───── GIVEN DATA ─────

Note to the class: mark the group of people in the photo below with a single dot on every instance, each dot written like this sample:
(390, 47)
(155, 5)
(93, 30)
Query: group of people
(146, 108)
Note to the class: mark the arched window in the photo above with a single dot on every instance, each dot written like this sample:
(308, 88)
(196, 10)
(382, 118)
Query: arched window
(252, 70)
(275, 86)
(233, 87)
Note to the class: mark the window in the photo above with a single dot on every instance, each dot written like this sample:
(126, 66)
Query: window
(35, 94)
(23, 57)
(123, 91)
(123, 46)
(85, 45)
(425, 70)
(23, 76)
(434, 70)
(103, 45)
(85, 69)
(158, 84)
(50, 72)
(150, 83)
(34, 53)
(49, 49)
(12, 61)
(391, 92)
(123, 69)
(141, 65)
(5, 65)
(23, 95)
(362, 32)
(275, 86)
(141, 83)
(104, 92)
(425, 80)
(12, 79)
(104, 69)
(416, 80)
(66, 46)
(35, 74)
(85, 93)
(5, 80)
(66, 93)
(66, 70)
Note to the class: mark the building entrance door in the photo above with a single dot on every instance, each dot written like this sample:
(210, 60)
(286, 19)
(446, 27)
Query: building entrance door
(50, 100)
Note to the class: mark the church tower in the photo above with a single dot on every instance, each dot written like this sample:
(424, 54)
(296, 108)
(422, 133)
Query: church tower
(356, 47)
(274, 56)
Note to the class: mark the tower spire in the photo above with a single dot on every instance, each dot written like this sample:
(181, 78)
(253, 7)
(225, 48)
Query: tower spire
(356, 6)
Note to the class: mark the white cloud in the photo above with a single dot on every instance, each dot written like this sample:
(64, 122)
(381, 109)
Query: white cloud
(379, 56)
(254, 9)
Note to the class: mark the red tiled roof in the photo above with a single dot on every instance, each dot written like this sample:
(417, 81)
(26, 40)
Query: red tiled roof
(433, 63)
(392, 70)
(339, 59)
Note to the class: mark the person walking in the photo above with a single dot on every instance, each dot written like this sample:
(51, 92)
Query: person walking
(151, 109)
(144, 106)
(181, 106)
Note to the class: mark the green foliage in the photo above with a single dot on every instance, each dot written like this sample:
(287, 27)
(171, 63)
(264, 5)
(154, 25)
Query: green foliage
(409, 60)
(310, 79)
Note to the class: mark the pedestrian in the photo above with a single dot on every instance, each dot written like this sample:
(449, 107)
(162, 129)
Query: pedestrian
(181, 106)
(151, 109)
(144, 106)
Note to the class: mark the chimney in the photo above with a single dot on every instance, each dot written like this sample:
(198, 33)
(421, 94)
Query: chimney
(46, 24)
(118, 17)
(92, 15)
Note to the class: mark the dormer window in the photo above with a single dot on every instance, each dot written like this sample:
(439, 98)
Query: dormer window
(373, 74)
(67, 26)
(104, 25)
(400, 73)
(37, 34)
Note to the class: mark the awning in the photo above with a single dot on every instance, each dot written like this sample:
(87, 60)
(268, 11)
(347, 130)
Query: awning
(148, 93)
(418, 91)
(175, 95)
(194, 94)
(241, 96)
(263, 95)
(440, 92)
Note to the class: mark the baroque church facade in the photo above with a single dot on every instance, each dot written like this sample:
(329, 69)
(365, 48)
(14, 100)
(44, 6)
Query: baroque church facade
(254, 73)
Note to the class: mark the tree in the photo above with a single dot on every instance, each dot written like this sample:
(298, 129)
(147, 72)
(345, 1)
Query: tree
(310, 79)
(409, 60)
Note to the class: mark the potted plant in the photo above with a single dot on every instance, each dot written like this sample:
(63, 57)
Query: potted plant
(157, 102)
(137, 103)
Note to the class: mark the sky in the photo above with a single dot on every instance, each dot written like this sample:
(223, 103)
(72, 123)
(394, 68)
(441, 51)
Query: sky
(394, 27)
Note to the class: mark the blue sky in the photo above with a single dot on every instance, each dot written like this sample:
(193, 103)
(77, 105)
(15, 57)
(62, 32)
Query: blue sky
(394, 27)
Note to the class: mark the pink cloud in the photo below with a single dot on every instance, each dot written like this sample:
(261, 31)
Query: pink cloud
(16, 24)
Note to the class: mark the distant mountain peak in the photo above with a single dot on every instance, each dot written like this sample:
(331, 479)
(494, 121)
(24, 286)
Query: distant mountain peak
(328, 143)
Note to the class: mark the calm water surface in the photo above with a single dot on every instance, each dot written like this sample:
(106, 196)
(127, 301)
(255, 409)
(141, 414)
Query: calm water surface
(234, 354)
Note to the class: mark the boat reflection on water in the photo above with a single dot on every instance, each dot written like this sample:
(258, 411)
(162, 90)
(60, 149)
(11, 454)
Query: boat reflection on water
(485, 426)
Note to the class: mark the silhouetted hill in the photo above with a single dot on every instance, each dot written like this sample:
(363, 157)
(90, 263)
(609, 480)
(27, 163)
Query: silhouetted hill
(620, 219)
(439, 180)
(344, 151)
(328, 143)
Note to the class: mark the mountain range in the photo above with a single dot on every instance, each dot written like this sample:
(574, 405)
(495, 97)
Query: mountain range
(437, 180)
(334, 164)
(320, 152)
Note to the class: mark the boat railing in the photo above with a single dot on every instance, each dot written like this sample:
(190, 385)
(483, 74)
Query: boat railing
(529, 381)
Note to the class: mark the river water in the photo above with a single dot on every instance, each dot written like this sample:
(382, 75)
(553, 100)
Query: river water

─────

*REQUIRED ACTION*: Transcribe the material above in full.

*EXERCISE ANSWER*:
Note to the class: mark the group of people in the photo below with a single dot on every instance, each dot written like this sample:
(390, 47)
(155, 5)
(93, 30)
Query: group of people
(146, 108)
Note to the class: mark the arched window in the photo above with a single dot on every instance, each dot written like this sample:
(308, 88)
(196, 10)
(382, 118)
Query: arched window
(252, 70)
(275, 86)
(233, 87)
Note to the class: mark the window in the photo above with a single dot on every instance, each dot written like this sample:
(126, 66)
Query: window
(35, 94)
(23, 57)
(123, 91)
(123, 46)
(85, 45)
(425, 70)
(23, 76)
(434, 70)
(103, 45)
(85, 69)
(158, 84)
(50, 72)
(150, 83)
(34, 53)
(49, 49)
(12, 61)
(391, 92)
(123, 69)
(141, 65)
(5, 65)
(23, 95)
(362, 32)
(275, 86)
(141, 83)
(104, 92)
(425, 80)
(12, 79)
(104, 69)
(416, 80)
(66, 46)
(35, 74)
(85, 93)
(5, 80)
(66, 93)
(66, 70)
Note to the class: mark the building entrance door in the photo above with a single dot on every instance, each dot written like this sample:
(210, 60)
(286, 19)
(446, 27)
Query: building entrance door
(50, 100)
Note to the class: mark the church tower in the photo above with a single dot on every instance, each dot written like this sample:
(424, 54)
(296, 108)
(422, 133)
Query: church tower
(356, 47)
(274, 56)
Note to the class: mark the tower spire in the photo above with a single dot on every instance, each dot written like this sample:
(181, 78)
(253, 7)
(225, 48)
Query: tower spire
(356, 6)
Note to the class: mark the white cloud in the photo above with a single dot on every instance, each dot written like this sample:
(64, 122)
(381, 109)
Query: white cloud
(379, 56)
(254, 9)
Note to the class: mark the red tiled roof in the photo above with a single dot on every instance, each dot written like this sample:
(417, 81)
(26, 40)
Query: red tiled roof
(433, 63)
(392, 70)
(339, 59)
Note to the class: mark the person walking in the photo above with a single dot on every instance, each dot written like this sample:
(51, 92)
Query: person walking
(151, 109)
(144, 106)
(181, 106)
Note to the class: mark the green foliage in the photo above with a single dot on every instance, each dot written like this sample:
(287, 27)
(171, 63)
(264, 5)
(154, 25)
Query: green foliage
(409, 60)
(310, 79)
Note to the class: mark the pedestrian in the photo above with a single dot on every instance, each dot written like this sample:
(449, 107)
(162, 129)
Query: pedestrian
(181, 106)
(151, 109)
(144, 106)
Note to the class: mark the chimney in the photo above with a single dot on every instance, each dot written like this sample:
(198, 33)
(421, 94)
Query: chimney
(46, 24)
(118, 17)
(92, 15)
Note to the class: mark the dormer window in the photo above with a single dot on every instance, each dot written like this sample:
(439, 98)
Query: dormer window
(373, 74)
(67, 26)
(104, 25)
(400, 73)
(37, 34)
Note to the class: mark the awning in the photo above with a single dot on every instance, each dot written like this sample:
(87, 60)
(268, 11)
(347, 130)
Query: awning
(148, 93)
(418, 91)
(175, 95)
(194, 94)
(241, 96)
(263, 95)
(440, 92)
Note to the class: mark the baroque church facade in the photo above with a single dot on every instance, each dot written like this sample:
(329, 69)
(365, 48)
(14, 100)
(44, 6)
Query: baroque church facade
(254, 73)
Note to the class: mark the tree in the photo above with a single dot on every instance, each dot written like this sample:
(298, 129)
(147, 72)
(345, 1)
Query: tree
(310, 79)
(409, 60)
Note to the class: mark the potted plant in the photo above with a single dot on every instance, each dot written like this sample:
(63, 57)
Query: potted plant
(157, 102)
(137, 103)
Note to the class: mark the sky in the photo above with a single dot on every instance, each dot written like this sample:
(223, 103)
(72, 123)
(394, 68)
(441, 51)
Query: sky
(394, 27)
Note to the class: mark the blue sky in the photo above with a single dot on every instance, each dot written like this sample:
(193, 103)
(77, 105)
(15, 57)
(62, 32)
Query: blue sky
(394, 27)
Note to the class: mark the pink cloud in the photo below with a single dot on every instance, each dot written like this sample:
(261, 31)
Query: pink cloud
(16, 24)
Note to the class: mark the distant mountain peak in the photo above with a single dot on every instance, each dot written like this sample:
(331, 479)
(494, 121)
(24, 286)
Query: distant mountain peak
(328, 143)
Note to the class: mark the calm water surface in the photo above with a single dot on every instance, each dot written like this sample:
(106, 196)
(127, 301)
(255, 409)
(141, 414)
Query: calm water surface
(234, 354)
Note to the class: mark the boat reflection on water in the photo above with a single dot on every instance, each dot written like this sample:
(258, 411)
(162, 90)
(60, 149)
(11, 454)
Query: boat reflection on water
(485, 426)
Note to the class: mark the silhouetted hill in the photo above with a single dot on every instance, each dot written like this sample:
(363, 157)
(90, 263)
(609, 480)
(27, 163)
Query: silhouetted hill
(620, 219)
(439, 180)
(344, 151)
(328, 143)
Note to the class: mark the mountain range in the photo above with a single dot on every instance, each dot written like this sample:
(574, 405)
(495, 97)
Query: mountain range
(437, 180)
(334, 164)
(320, 152)
Note to the class: mark the boat railing in the photo above with a single dot on every instance, each dot written like this sample:
(190, 385)
(483, 74)
Query: boat railing
(529, 381)
Note to the class: mark the river water in the photo above with a single dot on every instance, each dot written like this sample:
(382, 75)
(553, 100)
Query: river water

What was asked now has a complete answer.